**What the task requires**
Count the lines in the material below that contain the word "distant". Reply with the number alone.

--- start ---

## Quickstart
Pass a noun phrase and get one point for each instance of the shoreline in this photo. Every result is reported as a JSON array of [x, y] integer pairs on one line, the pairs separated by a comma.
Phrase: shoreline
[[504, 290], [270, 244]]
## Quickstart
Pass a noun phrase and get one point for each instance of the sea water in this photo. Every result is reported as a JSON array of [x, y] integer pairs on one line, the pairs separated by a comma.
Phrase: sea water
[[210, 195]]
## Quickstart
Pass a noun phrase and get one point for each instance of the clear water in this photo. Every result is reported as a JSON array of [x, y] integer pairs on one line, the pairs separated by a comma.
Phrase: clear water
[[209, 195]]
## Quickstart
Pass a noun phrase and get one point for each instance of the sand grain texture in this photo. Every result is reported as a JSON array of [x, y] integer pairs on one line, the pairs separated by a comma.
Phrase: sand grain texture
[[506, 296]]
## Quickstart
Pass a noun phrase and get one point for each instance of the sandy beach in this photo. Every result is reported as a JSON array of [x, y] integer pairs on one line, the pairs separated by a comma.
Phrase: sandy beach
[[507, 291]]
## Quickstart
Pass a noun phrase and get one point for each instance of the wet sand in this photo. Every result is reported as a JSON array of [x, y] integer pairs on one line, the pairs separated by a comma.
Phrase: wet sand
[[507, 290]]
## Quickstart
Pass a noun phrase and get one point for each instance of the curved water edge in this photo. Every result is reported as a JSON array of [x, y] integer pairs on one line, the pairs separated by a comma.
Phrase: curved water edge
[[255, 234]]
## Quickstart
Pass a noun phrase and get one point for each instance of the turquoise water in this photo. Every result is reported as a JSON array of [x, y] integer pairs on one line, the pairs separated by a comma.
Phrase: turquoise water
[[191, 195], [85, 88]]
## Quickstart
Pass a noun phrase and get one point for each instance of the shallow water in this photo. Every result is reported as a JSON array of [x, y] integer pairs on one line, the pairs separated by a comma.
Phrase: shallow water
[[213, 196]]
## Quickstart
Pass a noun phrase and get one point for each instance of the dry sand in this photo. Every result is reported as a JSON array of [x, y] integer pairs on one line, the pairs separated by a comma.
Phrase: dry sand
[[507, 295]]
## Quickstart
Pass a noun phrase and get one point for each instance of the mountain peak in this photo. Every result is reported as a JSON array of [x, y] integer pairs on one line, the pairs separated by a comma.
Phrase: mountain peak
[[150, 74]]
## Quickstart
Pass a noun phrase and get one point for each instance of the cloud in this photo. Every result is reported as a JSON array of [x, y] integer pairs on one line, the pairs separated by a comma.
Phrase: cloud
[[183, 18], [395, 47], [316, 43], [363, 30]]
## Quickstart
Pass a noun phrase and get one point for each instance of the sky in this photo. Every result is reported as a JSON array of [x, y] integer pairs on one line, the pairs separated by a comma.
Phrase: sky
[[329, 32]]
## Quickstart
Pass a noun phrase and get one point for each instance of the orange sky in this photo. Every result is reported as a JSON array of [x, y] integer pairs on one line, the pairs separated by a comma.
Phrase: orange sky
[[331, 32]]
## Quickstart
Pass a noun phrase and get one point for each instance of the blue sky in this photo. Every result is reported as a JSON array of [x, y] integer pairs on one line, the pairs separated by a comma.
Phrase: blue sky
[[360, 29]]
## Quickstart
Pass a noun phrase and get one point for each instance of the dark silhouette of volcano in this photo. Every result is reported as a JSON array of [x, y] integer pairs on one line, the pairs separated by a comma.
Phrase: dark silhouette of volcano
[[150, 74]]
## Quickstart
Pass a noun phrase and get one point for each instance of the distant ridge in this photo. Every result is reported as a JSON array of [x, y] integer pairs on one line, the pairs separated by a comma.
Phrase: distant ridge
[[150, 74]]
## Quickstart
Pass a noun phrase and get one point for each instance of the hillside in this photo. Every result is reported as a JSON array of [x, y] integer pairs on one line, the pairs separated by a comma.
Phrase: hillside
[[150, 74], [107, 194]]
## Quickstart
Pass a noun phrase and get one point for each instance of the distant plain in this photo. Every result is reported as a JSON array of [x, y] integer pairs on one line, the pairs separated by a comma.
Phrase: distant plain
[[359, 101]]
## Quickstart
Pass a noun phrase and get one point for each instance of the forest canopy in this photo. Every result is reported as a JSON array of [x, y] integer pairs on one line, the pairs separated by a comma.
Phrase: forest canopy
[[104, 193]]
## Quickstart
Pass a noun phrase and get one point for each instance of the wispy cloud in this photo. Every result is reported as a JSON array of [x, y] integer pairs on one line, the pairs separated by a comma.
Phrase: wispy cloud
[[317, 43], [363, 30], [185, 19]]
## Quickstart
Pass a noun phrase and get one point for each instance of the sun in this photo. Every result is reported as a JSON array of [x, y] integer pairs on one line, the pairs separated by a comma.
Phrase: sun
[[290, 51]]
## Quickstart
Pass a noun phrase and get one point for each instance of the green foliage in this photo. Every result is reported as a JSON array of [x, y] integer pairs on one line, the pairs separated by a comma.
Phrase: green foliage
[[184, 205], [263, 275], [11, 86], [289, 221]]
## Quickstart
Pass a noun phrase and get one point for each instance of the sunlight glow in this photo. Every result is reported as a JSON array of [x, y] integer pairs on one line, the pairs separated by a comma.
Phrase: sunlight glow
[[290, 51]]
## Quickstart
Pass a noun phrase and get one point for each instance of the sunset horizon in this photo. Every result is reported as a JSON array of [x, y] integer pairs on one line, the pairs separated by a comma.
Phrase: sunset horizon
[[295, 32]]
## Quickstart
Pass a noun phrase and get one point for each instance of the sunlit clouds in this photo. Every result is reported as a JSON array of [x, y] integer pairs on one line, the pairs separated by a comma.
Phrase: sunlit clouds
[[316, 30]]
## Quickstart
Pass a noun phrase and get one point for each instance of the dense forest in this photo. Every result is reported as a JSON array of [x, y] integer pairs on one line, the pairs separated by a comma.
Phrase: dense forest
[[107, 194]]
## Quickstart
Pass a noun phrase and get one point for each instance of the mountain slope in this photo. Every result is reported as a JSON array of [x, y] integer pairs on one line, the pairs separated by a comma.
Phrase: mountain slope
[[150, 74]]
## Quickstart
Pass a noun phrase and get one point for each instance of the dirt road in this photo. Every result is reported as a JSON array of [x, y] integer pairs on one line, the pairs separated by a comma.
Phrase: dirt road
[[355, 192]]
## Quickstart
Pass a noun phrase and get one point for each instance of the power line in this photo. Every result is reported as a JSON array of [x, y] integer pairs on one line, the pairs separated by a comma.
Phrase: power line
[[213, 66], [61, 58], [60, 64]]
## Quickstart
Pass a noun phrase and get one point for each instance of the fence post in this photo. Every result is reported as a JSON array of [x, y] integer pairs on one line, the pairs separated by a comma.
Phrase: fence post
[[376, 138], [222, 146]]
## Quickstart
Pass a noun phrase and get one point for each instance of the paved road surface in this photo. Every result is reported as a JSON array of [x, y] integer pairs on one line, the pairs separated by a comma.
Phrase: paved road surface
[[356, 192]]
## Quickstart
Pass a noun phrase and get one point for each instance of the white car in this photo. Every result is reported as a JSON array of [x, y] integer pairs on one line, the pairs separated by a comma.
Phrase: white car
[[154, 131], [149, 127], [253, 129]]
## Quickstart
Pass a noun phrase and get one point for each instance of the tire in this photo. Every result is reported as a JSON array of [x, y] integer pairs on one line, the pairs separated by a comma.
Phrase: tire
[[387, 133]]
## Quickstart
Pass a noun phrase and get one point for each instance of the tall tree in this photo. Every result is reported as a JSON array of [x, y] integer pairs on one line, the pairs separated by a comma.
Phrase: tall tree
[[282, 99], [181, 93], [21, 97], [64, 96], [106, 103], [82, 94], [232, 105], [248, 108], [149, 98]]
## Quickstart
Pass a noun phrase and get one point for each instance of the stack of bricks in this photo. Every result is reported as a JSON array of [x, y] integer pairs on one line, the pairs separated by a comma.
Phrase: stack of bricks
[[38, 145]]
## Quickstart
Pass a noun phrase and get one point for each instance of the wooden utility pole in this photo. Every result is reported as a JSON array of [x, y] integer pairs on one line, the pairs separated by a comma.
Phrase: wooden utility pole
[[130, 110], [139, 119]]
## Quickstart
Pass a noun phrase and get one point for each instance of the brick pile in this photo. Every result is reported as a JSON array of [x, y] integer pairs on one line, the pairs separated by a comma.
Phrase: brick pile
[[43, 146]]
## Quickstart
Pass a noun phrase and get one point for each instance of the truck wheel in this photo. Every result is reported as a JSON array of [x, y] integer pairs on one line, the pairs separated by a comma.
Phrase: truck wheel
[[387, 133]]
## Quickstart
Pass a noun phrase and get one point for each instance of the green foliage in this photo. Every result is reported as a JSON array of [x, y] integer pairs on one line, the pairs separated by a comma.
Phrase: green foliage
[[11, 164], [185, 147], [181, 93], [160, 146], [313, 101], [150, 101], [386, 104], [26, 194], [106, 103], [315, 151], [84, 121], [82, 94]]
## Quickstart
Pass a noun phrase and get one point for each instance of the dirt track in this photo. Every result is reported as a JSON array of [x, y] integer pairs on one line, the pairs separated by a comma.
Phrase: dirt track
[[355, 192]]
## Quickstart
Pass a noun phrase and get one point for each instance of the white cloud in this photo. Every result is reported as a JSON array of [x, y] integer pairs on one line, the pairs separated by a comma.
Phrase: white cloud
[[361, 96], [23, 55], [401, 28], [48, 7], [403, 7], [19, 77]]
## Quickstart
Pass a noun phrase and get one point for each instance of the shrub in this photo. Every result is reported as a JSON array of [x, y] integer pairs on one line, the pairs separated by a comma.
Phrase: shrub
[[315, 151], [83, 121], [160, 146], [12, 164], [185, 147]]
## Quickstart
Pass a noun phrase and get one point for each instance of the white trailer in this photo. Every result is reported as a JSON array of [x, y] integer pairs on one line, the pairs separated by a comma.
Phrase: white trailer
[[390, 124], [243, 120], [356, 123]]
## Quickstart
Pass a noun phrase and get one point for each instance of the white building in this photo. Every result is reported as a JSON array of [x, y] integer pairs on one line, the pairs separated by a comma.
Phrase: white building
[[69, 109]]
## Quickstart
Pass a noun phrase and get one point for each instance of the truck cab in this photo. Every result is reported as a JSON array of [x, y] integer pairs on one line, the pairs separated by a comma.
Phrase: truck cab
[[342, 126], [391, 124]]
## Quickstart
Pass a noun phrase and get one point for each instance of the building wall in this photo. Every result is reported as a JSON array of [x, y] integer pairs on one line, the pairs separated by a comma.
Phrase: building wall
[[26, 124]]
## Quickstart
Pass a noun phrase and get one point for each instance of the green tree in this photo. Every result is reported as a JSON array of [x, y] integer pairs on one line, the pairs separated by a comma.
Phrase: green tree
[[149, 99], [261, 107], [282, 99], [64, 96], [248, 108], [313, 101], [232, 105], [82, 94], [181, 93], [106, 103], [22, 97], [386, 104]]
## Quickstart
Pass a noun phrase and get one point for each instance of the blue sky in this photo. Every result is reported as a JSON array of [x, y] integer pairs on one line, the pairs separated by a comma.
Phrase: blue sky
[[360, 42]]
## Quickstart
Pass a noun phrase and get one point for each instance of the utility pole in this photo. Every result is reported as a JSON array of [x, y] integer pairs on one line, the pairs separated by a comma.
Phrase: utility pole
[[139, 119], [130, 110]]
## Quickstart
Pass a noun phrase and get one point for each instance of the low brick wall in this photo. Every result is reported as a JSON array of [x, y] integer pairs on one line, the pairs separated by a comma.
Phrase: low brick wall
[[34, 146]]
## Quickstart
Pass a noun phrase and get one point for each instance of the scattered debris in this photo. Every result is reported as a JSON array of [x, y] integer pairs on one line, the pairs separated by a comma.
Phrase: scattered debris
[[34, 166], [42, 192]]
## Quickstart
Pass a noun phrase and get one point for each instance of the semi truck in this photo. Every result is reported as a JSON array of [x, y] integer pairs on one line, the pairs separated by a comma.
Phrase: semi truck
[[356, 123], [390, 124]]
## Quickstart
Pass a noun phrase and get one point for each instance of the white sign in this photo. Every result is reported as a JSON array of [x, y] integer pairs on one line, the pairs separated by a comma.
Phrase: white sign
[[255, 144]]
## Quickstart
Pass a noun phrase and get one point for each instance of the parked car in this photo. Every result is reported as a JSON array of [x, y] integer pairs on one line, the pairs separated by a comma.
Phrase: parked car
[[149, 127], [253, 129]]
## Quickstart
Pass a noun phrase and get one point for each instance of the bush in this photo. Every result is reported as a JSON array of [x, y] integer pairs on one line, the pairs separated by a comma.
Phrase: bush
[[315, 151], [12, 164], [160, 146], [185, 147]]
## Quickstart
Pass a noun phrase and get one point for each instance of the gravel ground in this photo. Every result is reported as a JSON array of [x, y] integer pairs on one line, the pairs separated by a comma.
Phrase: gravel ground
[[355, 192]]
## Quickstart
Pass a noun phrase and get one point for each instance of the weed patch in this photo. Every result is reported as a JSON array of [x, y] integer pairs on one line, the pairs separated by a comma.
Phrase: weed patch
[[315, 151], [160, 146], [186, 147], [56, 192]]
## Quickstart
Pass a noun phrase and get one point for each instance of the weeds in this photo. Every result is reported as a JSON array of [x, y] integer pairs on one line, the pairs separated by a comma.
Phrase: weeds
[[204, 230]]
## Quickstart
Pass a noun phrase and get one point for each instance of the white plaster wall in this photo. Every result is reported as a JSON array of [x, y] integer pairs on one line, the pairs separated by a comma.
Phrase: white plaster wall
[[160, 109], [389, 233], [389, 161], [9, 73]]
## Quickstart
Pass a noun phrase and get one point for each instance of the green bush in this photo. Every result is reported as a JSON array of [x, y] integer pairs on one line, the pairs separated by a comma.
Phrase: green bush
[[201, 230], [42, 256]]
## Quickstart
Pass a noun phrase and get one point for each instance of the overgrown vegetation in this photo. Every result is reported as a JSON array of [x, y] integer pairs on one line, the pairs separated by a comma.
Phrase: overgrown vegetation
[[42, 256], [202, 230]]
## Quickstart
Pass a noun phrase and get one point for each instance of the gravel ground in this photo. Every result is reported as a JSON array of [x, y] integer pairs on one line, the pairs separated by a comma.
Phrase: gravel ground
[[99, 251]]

--- end ---

**Answer to this task**
4